▶ _INSTRUCTIONS TO FOLLOW_
Pick out each line of the records below that contains the word "target", and copy those lines.

(Picture shape labeling items)
** Begin **

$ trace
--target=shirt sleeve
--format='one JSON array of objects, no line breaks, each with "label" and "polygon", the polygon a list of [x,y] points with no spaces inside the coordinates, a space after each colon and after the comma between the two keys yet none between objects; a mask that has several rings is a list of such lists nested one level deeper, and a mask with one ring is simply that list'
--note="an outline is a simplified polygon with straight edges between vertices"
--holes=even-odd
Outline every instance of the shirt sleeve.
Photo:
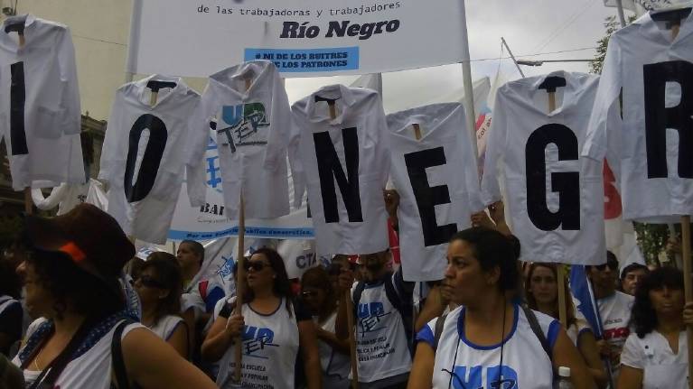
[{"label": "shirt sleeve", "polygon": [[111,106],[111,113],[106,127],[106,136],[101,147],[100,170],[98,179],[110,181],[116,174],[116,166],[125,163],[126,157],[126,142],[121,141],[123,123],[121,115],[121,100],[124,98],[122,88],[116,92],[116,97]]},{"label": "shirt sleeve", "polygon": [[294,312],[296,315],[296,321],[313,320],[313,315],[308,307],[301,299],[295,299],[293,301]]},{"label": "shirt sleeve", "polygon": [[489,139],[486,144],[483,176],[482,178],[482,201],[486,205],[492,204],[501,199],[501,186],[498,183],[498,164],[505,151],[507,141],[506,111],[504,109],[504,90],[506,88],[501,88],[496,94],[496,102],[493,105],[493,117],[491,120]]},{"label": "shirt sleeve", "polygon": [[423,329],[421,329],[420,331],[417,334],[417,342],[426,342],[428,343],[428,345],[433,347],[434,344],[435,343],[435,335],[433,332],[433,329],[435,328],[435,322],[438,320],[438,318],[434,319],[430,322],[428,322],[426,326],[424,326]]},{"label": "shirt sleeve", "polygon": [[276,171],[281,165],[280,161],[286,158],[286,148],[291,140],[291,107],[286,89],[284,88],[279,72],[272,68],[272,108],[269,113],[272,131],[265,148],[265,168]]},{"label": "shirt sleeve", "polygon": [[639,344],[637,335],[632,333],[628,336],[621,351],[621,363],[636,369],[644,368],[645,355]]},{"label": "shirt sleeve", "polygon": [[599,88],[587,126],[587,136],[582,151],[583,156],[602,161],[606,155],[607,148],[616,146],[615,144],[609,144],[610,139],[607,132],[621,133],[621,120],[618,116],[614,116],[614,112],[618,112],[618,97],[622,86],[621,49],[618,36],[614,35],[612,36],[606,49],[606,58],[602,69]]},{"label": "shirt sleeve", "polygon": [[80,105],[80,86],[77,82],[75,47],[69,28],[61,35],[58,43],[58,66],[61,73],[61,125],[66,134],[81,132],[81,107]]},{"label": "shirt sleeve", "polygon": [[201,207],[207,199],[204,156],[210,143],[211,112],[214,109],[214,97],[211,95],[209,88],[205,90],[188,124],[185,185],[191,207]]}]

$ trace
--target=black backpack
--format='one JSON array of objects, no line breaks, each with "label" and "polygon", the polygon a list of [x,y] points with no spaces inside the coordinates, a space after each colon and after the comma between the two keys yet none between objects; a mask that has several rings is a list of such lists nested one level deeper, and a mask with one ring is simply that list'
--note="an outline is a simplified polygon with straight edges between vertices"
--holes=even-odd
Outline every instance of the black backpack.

** End **

▶ _RESPONSE BELOW_
--target=shirt sleeve
--target=black backpack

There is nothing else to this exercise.